For generations, illicit drag racing has been an open secret at what’s now Chicago’s 297-acre wetland Big Marsh Park. Politicians have decried it, residents have complained about it and cops have gone to war with it.
But these days, the city has a new weapon in its arsenal: $150 tickets for drag racers and spectators for parking in the bike lane.
A Better Government Association analysis discovered more than 520 of the tickets — carrying about $78,000 in fines — were written since the beginning of 2020 along this isolated stretch of Stony Island Avenue at Big Marsh. That’s nearly six times the number of bike lane infractions Chicago police have issued in that time along all of Milwaukee Avenue, one of Chicago’s busiest cycling thoroughfares.
In interviews with the BGA, racers said police show up in their squad cars to disperse the crowds, record their license plate numbers and send them tickets in the mail. The more cunning drivers dodge the tickets by racing without plates or by using illegal remote-control hideaway license plate covers — easily available on Amazon for as little as $50 — when they see squad cars roll up.
Despite the city’s attempt at enforcement, and a larger citywide crackdown, the Big Marsh racing has continued unabated, posing a danger for park goers and for the bicyclists who are brave enough to cruise down the painted bike lanes. In recent years, the park’s main road that’s most associated with drag racing has been the scene of dozens of car crashes.

**Task brief:**
Answer the following questions using the article on drag racing at Big Marsh Park.
(a) How many acres does Big Marsh Park cover?
(b) What is the fine for parking in the bike lane?
(c) What is the lowest price given for the remote-control hideaway license plate covers sold on Amazon?

Items listed in the dataset
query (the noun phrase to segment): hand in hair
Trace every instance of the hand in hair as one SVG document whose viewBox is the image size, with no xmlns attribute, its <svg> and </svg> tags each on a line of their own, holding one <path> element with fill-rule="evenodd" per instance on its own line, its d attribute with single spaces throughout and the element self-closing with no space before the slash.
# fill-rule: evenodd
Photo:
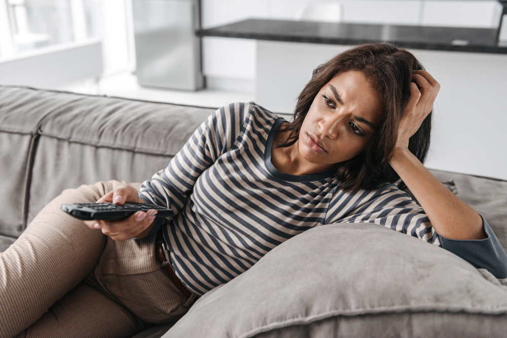
<svg viewBox="0 0 507 338">
<path fill-rule="evenodd" d="M 410 97 L 400 121 L 395 147 L 408 147 L 409 139 L 431 112 L 440 90 L 440 85 L 426 70 L 413 72 Z"/>
<path fill-rule="evenodd" d="M 486 238 L 481 216 L 446 189 L 408 149 L 409 139 L 431 111 L 440 89 L 425 70 L 414 71 L 412 81 L 389 164 L 419 201 L 437 234 L 450 239 Z"/>
</svg>

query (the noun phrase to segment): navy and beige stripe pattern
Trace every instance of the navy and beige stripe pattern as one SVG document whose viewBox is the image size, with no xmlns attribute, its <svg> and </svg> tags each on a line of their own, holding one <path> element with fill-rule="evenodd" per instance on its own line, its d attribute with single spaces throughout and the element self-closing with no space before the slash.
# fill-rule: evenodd
<svg viewBox="0 0 507 338">
<path fill-rule="evenodd" d="M 202 295 L 312 227 L 374 222 L 439 245 L 422 208 L 393 184 L 345 193 L 332 171 L 296 176 L 271 162 L 283 120 L 254 103 L 218 109 L 140 197 L 175 213 L 164 224 L 174 271 Z"/>
</svg>

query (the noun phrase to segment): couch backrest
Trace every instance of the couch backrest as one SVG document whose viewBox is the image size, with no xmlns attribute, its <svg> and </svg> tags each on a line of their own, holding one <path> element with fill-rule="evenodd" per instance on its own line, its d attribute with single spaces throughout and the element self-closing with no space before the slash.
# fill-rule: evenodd
<svg viewBox="0 0 507 338">
<path fill-rule="evenodd" d="M 150 179 L 214 110 L 0 87 L 0 235 L 64 189 Z"/>
</svg>

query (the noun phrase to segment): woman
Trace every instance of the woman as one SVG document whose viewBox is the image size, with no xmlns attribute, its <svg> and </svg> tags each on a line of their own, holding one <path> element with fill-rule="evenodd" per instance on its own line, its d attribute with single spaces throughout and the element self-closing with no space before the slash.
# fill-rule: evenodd
<svg viewBox="0 0 507 338">
<path fill-rule="evenodd" d="M 232 104 L 205 121 L 138 195 L 110 182 L 64 192 L 2 256 L 4 279 L 14 281 L 0 293 L 0 333 L 129 336 L 147 323 L 177 319 L 197 296 L 292 237 L 334 223 L 388 227 L 505 278 L 507 256 L 487 223 L 422 164 L 439 87 L 410 53 L 363 45 L 315 69 L 291 123 L 253 103 Z M 399 178 L 420 205 L 393 184 Z M 95 196 L 168 206 L 175 216 L 139 212 L 86 228 L 57 211 Z M 44 240 L 30 240 L 43 233 Z M 55 244 L 61 233 L 72 238 Z"/>
</svg>

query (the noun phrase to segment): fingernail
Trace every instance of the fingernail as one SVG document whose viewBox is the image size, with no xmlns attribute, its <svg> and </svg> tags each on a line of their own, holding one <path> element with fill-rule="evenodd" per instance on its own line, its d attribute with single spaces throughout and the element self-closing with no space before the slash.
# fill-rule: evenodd
<svg viewBox="0 0 507 338">
<path fill-rule="evenodd" d="M 141 212 L 140 213 L 137 214 L 137 215 L 135 216 L 135 219 L 136 220 L 141 220 L 141 219 L 143 219 L 145 217 L 146 217 L 146 213 Z"/>
</svg>

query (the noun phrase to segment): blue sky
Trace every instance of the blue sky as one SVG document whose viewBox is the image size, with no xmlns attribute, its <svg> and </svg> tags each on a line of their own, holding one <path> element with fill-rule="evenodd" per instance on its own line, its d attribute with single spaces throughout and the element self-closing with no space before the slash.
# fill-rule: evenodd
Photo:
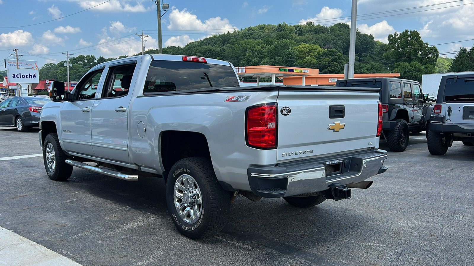
<svg viewBox="0 0 474 266">
<path fill-rule="evenodd" d="M 146 49 L 158 48 L 154 1 L 106 1 L 0 0 L 0 56 L 11 58 L 12 49 L 18 48 L 24 55 L 22 59 L 36 60 L 41 67 L 65 60 L 62 53 L 66 51 L 74 56 L 97 57 L 131 55 L 140 51 L 140 38 L 135 34 L 142 30 L 149 35 Z M 329 26 L 345 22 L 350 20 L 351 4 L 351 0 L 164 2 L 170 6 L 162 18 L 164 47 L 182 46 L 213 34 L 259 24 L 310 20 Z M 419 7 L 423 7 L 412 9 Z M 416 29 L 430 44 L 452 43 L 437 45 L 441 53 L 452 57 L 455 54 L 449 52 L 474 43 L 471 40 L 474 39 L 474 0 L 359 0 L 357 11 L 359 30 L 384 42 L 390 33 Z M 60 18 L 64 16 L 68 17 Z M 339 18 L 342 17 L 346 18 Z M 3 69 L 2 63 L 0 70 Z"/>
</svg>

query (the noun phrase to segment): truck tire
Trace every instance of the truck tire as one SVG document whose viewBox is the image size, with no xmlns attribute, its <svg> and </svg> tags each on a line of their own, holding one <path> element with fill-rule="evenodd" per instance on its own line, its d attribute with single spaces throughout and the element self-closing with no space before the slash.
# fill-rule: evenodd
<svg viewBox="0 0 474 266">
<path fill-rule="evenodd" d="M 289 203 L 298 208 L 307 208 L 316 206 L 322 203 L 326 200 L 326 196 L 324 195 L 307 197 L 283 197 L 283 199 Z"/>
<path fill-rule="evenodd" d="M 428 151 L 433 155 L 444 155 L 447 151 L 449 143 L 446 137 L 438 132 L 429 131 L 427 136 Z"/>
<path fill-rule="evenodd" d="M 220 231 L 230 209 L 230 193 L 217 181 L 210 159 L 178 161 L 166 181 L 166 203 L 174 225 L 192 239 Z"/>
<path fill-rule="evenodd" d="M 43 145 L 43 159 L 48 176 L 55 181 L 64 181 L 71 177 L 73 166 L 66 163 L 67 155 L 59 144 L 57 134 L 48 134 Z"/>
<path fill-rule="evenodd" d="M 408 146 L 410 133 L 407 121 L 403 119 L 395 120 L 395 128 L 388 132 L 387 142 L 390 151 L 403 151 Z"/>
</svg>

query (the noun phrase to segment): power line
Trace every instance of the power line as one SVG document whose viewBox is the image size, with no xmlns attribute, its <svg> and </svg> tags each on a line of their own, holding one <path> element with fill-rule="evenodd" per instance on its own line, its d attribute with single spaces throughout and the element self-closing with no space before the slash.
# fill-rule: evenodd
<svg viewBox="0 0 474 266">
<path fill-rule="evenodd" d="M 61 18 L 55 18 L 55 19 L 51 19 L 51 20 L 48 20 L 47 21 L 44 21 L 43 22 L 40 22 L 39 23 L 36 23 L 35 24 L 30 24 L 29 25 L 25 25 L 25 26 L 17 26 L 17 27 L 0 27 L 0 28 L 21 28 L 21 27 L 29 27 L 30 26 L 34 26 L 35 25 L 39 25 L 40 24 L 44 24 L 44 23 L 47 23 L 48 22 L 51 22 L 51 21 L 54 21 L 55 20 L 57 20 L 58 19 L 61 19 L 61 18 L 67 18 L 68 17 L 70 17 L 71 16 L 73 16 L 73 15 L 75 15 L 76 14 L 79 14 L 79 13 L 81 13 L 82 12 L 84 12 L 84 11 L 85 11 L 86 10 L 89 10 L 89 9 L 93 9 L 93 8 L 95 8 L 96 7 L 98 7 L 99 6 L 100 6 L 100 5 L 101 5 L 102 4 L 105 4 L 105 3 L 107 3 L 107 2 L 109 2 L 109 1 L 111 1 L 111 0 L 107 0 L 107 1 L 105 1 L 105 2 L 103 2 L 103 3 L 100 3 L 100 4 L 99 4 L 98 5 L 97 5 L 96 6 L 94 6 L 93 7 L 89 8 L 88 8 L 87 9 L 84 9 L 83 10 L 80 11 L 79 12 L 76 12 L 76 13 L 74 13 L 73 14 L 71 14 L 71 15 L 68 15 L 67 16 L 64 16 L 64 17 L 61 17 Z"/>
</svg>

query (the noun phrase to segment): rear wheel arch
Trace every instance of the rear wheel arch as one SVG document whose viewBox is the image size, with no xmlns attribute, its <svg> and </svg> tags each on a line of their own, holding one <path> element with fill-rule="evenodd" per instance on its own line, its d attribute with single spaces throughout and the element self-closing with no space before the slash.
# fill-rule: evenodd
<svg viewBox="0 0 474 266">
<path fill-rule="evenodd" d="M 395 114 L 392 115 L 392 117 L 390 118 L 391 121 L 403 119 L 407 121 L 407 123 L 410 124 L 410 116 L 408 115 L 408 111 L 407 109 L 401 108 L 395 109 L 393 111 L 395 112 Z"/>
<path fill-rule="evenodd" d="M 160 134 L 160 160 L 169 172 L 176 162 L 184 158 L 200 157 L 210 159 L 206 136 L 199 132 L 168 130 Z M 167 177 L 164 176 L 165 180 Z"/>
<path fill-rule="evenodd" d="M 45 139 L 48 134 L 55 133 L 57 134 L 56 123 L 53 121 L 44 121 L 40 125 L 41 129 L 41 143 L 45 143 Z"/>
</svg>

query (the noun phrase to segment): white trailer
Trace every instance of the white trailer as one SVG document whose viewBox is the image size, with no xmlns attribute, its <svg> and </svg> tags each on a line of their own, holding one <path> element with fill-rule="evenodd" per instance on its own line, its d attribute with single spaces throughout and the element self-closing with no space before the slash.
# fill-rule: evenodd
<svg viewBox="0 0 474 266">
<path fill-rule="evenodd" d="M 421 76 L 421 91 L 423 93 L 429 93 L 430 96 L 438 98 L 438 88 L 441 78 L 446 75 L 453 74 L 474 74 L 474 71 L 465 72 L 452 72 L 450 73 L 438 73 L 436 74 L 425 74 Z"/>
</svg>

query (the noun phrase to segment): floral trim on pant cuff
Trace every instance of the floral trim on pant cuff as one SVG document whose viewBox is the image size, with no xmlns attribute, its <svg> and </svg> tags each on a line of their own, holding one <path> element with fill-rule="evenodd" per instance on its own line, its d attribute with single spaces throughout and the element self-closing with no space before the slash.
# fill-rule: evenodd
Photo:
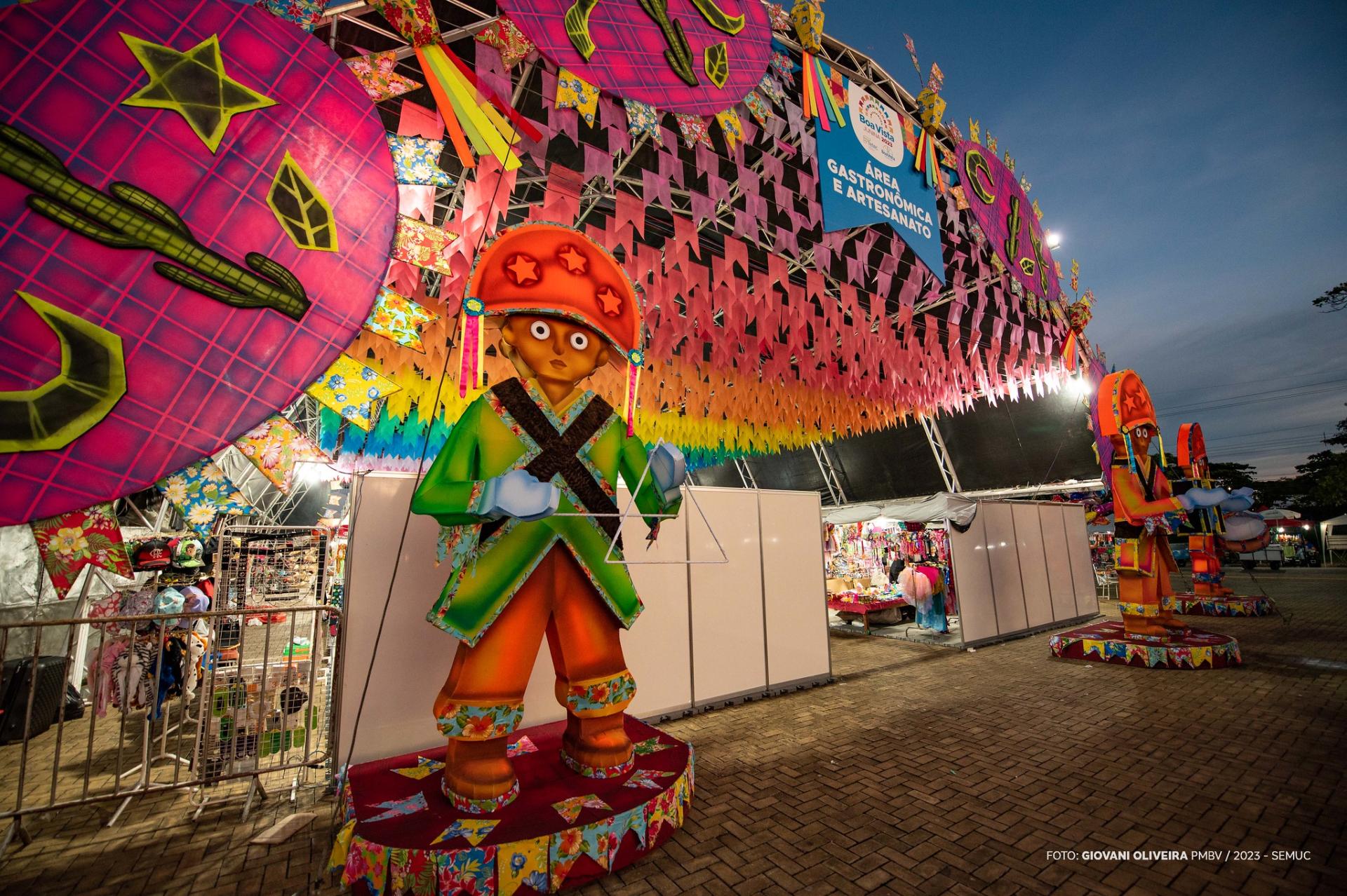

**Exercise output:**
(a) 297 acres
(b) $150
(c) $50